-------- Document extract --------

6. The ‘logics of disintegration’ is reflected in the rise of identity politics, as an antidote to sexual and racial stereotypes under the impact of the commodity form, mass consumerism and the mass media society: ie, as a search for individuality. But this is based on (i) a rejection of all ‘totalising theories’ and (ii) the methodology of subjective idealism (as opposed to Marxism and dialectical materialism), which leads to the valorisation of ideas such as pluralism and relativism; difference or fluidity. Hence identity politics, as a new political form, becomes the ‘perfect’ vehicle for movements such as second- and third-wave feminism, Black Lives Matter, etc, although this form is now being undermined by the rise of intersectionality: ie, it is being split asunder by internecine conflicts between the various sub-groups.

-------- Raw data --------

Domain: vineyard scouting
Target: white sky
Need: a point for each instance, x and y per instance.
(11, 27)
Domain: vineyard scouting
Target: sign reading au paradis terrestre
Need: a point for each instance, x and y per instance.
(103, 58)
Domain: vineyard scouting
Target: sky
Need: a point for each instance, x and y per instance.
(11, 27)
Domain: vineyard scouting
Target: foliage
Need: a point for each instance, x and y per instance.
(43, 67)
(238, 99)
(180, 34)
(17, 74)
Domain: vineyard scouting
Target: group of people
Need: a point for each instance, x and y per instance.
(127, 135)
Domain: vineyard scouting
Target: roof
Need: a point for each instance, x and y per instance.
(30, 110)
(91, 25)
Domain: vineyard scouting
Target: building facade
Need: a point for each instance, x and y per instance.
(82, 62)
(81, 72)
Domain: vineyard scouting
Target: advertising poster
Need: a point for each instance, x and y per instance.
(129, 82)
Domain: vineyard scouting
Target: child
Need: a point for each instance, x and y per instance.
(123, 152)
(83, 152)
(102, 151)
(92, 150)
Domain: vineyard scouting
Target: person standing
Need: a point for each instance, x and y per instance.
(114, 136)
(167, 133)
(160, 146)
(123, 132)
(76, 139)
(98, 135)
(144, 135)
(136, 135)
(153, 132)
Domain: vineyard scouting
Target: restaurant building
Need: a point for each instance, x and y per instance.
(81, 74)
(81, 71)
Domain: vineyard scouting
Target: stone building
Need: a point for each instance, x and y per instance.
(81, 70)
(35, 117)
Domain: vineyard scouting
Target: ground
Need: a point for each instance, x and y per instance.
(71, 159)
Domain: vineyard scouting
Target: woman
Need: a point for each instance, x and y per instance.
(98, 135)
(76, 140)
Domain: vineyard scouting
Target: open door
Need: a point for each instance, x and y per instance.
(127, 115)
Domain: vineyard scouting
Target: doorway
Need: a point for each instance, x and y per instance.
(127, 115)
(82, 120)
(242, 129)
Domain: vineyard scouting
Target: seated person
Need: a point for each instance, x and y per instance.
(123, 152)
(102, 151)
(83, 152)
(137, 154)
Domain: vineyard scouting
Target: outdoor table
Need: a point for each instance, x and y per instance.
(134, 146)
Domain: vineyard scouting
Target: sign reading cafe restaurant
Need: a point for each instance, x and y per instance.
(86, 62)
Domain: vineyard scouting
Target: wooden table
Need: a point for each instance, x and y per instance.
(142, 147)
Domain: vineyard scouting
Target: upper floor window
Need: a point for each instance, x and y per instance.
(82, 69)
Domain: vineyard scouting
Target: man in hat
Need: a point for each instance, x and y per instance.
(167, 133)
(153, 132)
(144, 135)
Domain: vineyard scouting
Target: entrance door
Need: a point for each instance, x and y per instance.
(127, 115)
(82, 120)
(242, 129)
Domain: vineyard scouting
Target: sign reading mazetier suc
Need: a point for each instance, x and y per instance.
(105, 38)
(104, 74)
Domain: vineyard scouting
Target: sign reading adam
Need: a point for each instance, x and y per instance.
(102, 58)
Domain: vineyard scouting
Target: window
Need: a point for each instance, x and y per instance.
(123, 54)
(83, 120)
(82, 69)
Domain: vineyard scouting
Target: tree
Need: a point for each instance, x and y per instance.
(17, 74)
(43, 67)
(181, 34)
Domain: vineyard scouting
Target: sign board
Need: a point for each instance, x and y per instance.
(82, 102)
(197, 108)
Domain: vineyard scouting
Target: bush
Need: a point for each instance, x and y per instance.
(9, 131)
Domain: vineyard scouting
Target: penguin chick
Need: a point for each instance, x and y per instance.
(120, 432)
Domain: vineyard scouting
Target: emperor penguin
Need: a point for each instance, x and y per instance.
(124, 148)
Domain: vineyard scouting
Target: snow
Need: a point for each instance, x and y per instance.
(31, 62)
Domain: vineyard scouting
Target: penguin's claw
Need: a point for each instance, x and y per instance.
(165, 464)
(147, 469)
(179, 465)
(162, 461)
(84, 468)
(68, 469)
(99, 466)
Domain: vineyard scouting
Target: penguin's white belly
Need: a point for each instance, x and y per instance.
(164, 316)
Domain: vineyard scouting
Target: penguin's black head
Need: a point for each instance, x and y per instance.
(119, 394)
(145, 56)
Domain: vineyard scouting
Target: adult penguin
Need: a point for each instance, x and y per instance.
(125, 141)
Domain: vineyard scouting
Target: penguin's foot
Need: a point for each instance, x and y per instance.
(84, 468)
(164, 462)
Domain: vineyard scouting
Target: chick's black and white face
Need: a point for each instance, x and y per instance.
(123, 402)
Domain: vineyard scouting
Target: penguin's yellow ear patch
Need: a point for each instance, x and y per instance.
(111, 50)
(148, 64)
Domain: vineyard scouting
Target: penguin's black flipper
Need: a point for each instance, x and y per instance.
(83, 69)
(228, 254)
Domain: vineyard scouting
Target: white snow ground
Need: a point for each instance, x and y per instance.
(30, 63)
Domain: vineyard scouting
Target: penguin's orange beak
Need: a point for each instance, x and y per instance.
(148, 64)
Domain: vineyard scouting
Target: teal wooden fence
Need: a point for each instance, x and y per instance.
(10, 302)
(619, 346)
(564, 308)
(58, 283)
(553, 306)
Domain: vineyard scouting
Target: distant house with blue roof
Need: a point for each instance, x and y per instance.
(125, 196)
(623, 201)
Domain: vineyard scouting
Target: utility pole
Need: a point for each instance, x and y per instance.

--------

■ **Task requirements**: Please write the next part of the passage on identity politics, starting right after its last sentence. This material comes from a separate source.

■ **The reply**:
7. Political correctness provides a fig-leaf for liberal neoliberalism, since the ideas of liberty and equality are extended to the market; therefore it should not be interfered with by government. Hence these ideas have the enthusiastic support of corporate capitalists, backed by the main bourgeois political parties. Neoliberalism stands for the following:
- Society should be shaped by the free market;
- Privatisation is needed to make public services more efficient;
- The public sector subsidises the private sector through tax redistribution
- What remains of the public sector is infiltrated by corporate capital
- Once corporate interests take over, the rule of monopoly capital has an unfair advantage over private individuals; thus the idea of the free market no longer applies
- This creates enormous inequality between those at the bottom and those at the top
- The public is hoodwinked by corporate-speak in the name of liberty and equality, because it uses such terms as ‘freedom’, ‘choice’ and ‘accountability’ (to the market model). Instrumentalism rules!
Thus we end up with the neoliberal ethos, which argues that this is for the ‘greater good’, dressed up by the ideology of political correctness.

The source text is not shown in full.